Nous venons d'apprendre la différence qui existe entre ces deux baptêmes, disons maintenant pourquoi le Christ s'est soumis au baptême, et lequel de ces baptêmes il a reçu. Certainement il n'a reçu ni le baptême des Juifs, ni celui des chrétiens; n'ayant aucunement besoin du pardon des péchés : comment en aurait-il besoin, puisque nul péché n'avait trouvé place en son âme ? «Il n'a pas fait de péché, et l'on n'a pas rencontré d'artifice sur ses lèvres. » I Petr., II, 22. « Qui de vous, demandait-il à ses ennemis, me convaincra d'un seul péché? » Joan., VIll, 16. D'autre part, sa chair n'était pas étrangère à l'Esprit : Comment l'aurait-elle été, ayant été dès le commencement formée par l'opération du Saint-Esprit ? Mais si le Sauveur était à la fois exempt de péché et en communication avec l'Esprit saint, pourquoi recevoir le baptême ? Déterminons cependant auparavant la nature de ce baptême, la question ne nous en paraîtra que plus claire. A quel baptême le Christ s'est-il soumis ? Ce n'est ni au baptême judaïque, ni au baptême chrétien, mais au baptême de Jean. Dans quel but ? afin de vous apprendre qu'il ne cherchait dans le baptême, ni la rémission des péchés, ni la grâce du Saint-Esprit; dons que ne conférait pas ce baptême, comme il a déjà été observé. Il résulte donc évidemment de là que ce n'est point le pardon des péchés ni la grâce de l’esprit d'en haut qu'il est venu demander sur les rives du Jourdain. 

Néanmoins, afin d'ôter aux spectateurs la pensée qu'il obéissait en se présentant, à des sentiments de repentir, écoutez comment s'exprime son précurseur à ce sujet. Aux autres il avait dit ; « Faites de dignes fruits de pénitence; » Matth., III, 8; il dit à Jésus-Christ : « Je devrais recevoir de vos mains le baptême, et c’est vous qui venez vers moi ! » Ibid., 14. Montrant ainsi qu'il n'y avait rien de commun entre le Rédempteur et la multitude pécheresse qui se pressait autour de lui; et, de plus, que loin d’être baptisé pour le même motif, il était d'une dignité et d'une sainteté incomparablement supérieures à la sainteté et à la dignité de Jean-Baptiste lui-même.
Et à quoi bon se faire baptiser, s'il ne le faisait ni par sentiment de repentir, ni pour obtenir le pardon des péchés ou les faveurs de l'Esprit divin ? Il le fit pour deux raisons : le disciple nous indique la première; la seconde, Jean l'apprit de la bouche même de son Sauveur.

Pourquoi a-t-il reçu ce baptême ?
--
Travail à faire:
a – Dans le texte sur le baptême du Christ, quel but l'auteur donne-t-il au fait que le Christ a reçu le baptême de Jean plutôt que le baptême judaïque ou le baptême chrétien ? Répondez en une à trois phrases.
b – Prolongez le texte sur le baptême du Christ à partir de sa dernière phrase.
Les items n'interviennent pas dans ce travail.

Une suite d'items
--
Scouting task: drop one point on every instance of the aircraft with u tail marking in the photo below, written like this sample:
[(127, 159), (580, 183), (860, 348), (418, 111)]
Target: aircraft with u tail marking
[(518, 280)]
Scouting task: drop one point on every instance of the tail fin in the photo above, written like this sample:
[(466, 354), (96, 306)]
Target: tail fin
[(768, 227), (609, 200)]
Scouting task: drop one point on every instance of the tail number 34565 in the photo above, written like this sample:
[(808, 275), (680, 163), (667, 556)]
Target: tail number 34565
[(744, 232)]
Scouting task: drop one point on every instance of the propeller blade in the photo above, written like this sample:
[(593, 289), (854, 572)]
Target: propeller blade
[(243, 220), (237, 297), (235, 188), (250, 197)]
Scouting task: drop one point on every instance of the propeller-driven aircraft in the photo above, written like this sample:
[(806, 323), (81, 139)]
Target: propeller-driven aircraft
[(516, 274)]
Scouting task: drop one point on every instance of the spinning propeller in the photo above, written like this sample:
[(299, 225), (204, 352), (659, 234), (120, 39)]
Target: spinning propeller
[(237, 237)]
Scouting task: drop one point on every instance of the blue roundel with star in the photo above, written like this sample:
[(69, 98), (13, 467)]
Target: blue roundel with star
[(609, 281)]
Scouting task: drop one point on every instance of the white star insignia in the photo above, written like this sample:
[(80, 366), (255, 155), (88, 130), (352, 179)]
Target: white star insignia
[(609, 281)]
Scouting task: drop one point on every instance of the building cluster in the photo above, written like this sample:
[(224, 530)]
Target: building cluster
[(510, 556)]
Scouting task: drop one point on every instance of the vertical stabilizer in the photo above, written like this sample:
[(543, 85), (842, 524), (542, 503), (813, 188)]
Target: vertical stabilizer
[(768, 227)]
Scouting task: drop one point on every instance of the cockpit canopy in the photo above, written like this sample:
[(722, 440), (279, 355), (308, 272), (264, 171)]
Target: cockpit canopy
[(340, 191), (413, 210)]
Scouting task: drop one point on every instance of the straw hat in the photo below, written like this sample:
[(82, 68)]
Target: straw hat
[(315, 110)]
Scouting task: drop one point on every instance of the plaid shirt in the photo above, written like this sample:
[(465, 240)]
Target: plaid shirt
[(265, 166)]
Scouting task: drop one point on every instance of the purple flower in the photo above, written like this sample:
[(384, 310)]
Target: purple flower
--
Réponses par tâche:
a – Le Christ a reçu le baptême de Jean pour montrer qu'il ne cherchait dans le baptême ni la rémission des péchés ni la grâce du Saint-Esprit, dons que ce baptême ne conférait pas. Il n'avait besoin ni de l'un ni de l'autre, car aucun péché n'avait trouvé place en son âme et sa chair avait été formée par l'opération du Saint-Esprit.

b –
Quel est, d'après Jean-Baptiste, le premier de ces motifs ? Pour que l'on n'ignorât pas communément que Jean, selon la parole de Paul, administrait aux hommes le baptême de pénitence, « afin qu'ils crussent en celui qui devait venir après lui. » Act., XIX, 4. Telle était la raison d'être de ce baptême. Aller de maison en maison, se présenter à la porte et s'écrier en montrant le Christ : « Voilà le fils de Dieu ! » eût été une entreprise pleine de difficultés et propre à rendre suspect ce même témoignage.
Conduire le Sauveur dans une synagogue et y déclarer publiquement sa divinité, n'eût pas concilié à ce témoignage plus d'autorité. Mais le peuple accourant en foule des villes environnantes vers le Jourdain et se pressant sur les rives du fleuve, Jésus venant lui-même pour y recevoir le baptême, la voix du Père déclarant du haut des cieux sa grandeur, l'Esprit saint descendant sur sa tête sous la forme d'une colombe, c'étaient autant de circonstances propres à laisser au témoignage de Jean toute sa valeur. Cette parole, « Je ne le connaissais pas, » rendait son affirmation digne de foi. Joan., I, 31, Ils étaient cependant parents selon la chair, « Voici qu’Élisabeth votre parente a déjà conçu un fils, » Luc., 1, 36, avait dit l'Ange à Marie.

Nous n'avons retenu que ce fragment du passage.